▶ [What the task asks]: Count the lines in the records below that contain the string "building", with case counting, and reply with only the number.

· · · · ·

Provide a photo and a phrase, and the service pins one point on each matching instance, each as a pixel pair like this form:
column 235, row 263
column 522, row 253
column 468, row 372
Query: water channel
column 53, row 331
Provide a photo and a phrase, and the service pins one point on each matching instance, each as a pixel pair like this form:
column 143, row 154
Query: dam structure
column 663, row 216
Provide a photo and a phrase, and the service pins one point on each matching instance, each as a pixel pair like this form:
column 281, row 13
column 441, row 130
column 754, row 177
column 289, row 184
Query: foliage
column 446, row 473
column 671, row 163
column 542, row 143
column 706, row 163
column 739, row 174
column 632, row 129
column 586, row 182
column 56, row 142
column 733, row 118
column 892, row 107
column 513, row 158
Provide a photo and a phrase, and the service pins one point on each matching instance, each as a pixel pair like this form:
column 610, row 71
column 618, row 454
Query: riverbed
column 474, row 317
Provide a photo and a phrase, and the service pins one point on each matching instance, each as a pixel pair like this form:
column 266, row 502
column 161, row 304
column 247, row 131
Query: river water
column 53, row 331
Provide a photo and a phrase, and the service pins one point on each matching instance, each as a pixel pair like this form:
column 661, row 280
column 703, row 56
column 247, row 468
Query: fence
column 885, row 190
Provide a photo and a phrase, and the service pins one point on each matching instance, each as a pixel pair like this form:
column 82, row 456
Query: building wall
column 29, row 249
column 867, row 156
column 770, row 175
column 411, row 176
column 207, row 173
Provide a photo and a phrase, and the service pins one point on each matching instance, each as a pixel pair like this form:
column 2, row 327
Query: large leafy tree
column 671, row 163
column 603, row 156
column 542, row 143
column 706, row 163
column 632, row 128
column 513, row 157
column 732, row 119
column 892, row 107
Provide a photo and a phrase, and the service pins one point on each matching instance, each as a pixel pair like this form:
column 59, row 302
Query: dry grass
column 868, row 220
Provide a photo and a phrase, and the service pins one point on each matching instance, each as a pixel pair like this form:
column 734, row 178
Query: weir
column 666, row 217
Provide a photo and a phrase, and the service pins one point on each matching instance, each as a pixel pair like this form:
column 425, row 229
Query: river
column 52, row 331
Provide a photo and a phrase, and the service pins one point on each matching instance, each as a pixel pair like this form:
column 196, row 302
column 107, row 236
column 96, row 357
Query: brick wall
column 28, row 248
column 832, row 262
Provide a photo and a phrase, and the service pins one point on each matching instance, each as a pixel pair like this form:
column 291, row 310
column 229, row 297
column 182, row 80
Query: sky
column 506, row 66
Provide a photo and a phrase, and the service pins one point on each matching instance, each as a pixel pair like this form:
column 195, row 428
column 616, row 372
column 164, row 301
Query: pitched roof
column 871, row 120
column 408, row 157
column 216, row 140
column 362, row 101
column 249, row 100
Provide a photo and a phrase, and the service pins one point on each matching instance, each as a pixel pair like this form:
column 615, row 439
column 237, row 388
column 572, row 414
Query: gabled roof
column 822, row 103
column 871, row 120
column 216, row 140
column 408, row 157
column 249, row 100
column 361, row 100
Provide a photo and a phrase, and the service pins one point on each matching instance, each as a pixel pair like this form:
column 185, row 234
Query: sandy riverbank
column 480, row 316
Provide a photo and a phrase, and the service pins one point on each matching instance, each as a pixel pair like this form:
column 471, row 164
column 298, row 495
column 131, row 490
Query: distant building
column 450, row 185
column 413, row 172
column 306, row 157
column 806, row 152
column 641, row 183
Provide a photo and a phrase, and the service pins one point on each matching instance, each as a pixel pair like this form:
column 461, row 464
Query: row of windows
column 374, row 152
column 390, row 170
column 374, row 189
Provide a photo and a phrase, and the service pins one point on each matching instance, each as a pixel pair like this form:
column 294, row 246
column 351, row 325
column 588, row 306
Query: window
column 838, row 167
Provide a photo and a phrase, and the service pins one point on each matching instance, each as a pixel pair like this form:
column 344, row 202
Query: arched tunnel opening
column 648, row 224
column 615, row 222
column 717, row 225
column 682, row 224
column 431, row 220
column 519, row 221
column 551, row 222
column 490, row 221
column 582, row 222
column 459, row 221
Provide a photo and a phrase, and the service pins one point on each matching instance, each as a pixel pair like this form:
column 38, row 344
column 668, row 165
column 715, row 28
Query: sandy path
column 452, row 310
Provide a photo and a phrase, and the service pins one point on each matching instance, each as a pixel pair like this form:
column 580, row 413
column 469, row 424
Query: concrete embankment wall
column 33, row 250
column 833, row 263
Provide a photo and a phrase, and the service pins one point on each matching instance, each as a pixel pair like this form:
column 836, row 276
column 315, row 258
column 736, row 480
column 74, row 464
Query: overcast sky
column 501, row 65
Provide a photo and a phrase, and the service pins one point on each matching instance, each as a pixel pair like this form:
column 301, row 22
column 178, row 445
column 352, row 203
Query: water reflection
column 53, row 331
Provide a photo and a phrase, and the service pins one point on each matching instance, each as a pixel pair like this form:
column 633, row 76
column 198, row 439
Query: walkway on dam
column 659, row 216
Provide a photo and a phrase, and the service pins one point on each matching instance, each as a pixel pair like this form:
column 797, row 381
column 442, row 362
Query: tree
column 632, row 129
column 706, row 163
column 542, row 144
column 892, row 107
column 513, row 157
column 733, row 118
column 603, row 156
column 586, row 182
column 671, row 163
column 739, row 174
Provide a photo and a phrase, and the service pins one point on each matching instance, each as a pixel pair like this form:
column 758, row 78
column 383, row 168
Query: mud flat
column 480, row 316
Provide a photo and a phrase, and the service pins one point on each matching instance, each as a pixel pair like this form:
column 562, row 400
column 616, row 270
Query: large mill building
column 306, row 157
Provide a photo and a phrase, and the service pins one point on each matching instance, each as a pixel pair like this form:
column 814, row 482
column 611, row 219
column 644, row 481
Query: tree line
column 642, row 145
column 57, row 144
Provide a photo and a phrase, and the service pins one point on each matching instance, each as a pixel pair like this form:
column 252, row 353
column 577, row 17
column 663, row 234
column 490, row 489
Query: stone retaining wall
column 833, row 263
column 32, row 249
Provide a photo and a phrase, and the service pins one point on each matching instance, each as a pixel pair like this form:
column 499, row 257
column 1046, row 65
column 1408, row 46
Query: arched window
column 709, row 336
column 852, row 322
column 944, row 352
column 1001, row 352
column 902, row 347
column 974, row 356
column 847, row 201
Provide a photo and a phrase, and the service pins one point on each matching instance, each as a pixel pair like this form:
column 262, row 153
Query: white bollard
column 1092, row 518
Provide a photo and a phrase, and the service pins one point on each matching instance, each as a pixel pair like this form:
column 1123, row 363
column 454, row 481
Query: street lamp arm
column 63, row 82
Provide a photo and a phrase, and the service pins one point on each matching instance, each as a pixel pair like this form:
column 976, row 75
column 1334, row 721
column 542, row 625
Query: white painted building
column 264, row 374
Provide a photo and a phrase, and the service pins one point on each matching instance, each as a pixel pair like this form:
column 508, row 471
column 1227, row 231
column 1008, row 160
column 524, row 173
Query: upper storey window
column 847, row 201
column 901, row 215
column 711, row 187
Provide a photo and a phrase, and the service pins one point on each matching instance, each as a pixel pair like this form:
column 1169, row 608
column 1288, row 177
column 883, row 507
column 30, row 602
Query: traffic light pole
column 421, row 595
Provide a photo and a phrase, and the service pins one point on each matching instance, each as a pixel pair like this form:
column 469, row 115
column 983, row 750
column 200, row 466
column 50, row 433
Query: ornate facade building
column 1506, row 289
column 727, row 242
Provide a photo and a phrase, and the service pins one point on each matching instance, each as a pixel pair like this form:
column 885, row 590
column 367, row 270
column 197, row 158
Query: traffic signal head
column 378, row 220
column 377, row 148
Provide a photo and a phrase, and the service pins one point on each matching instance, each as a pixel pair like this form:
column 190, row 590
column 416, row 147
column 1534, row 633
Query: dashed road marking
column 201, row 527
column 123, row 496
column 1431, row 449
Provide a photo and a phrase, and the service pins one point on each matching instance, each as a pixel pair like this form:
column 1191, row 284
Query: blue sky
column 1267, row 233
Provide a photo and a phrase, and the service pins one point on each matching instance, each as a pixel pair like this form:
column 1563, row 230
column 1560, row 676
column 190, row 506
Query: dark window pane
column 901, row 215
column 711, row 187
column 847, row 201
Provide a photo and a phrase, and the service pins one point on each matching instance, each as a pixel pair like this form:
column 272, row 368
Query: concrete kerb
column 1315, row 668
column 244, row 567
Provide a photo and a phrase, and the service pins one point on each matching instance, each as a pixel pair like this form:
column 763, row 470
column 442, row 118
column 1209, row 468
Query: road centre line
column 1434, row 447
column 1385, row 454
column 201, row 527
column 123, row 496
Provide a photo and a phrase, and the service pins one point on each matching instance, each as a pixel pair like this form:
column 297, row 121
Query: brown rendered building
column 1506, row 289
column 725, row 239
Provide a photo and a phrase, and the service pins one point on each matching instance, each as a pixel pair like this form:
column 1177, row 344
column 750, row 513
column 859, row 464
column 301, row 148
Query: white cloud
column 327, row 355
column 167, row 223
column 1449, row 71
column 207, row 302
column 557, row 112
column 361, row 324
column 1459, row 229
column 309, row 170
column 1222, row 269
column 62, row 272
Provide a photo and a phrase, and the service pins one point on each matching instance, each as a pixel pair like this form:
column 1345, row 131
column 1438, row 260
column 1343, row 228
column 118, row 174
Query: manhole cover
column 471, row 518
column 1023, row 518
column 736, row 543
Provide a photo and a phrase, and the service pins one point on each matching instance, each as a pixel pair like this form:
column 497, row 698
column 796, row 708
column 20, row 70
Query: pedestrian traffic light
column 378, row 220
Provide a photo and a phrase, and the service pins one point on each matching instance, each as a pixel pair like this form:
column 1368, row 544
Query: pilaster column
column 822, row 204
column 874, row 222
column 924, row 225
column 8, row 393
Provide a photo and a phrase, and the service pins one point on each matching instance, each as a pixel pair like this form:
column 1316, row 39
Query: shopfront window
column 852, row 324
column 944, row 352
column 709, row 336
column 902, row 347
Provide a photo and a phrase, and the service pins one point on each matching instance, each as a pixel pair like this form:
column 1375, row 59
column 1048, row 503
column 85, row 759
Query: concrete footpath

· · · · ·

▶ [Result of the exercise]: 6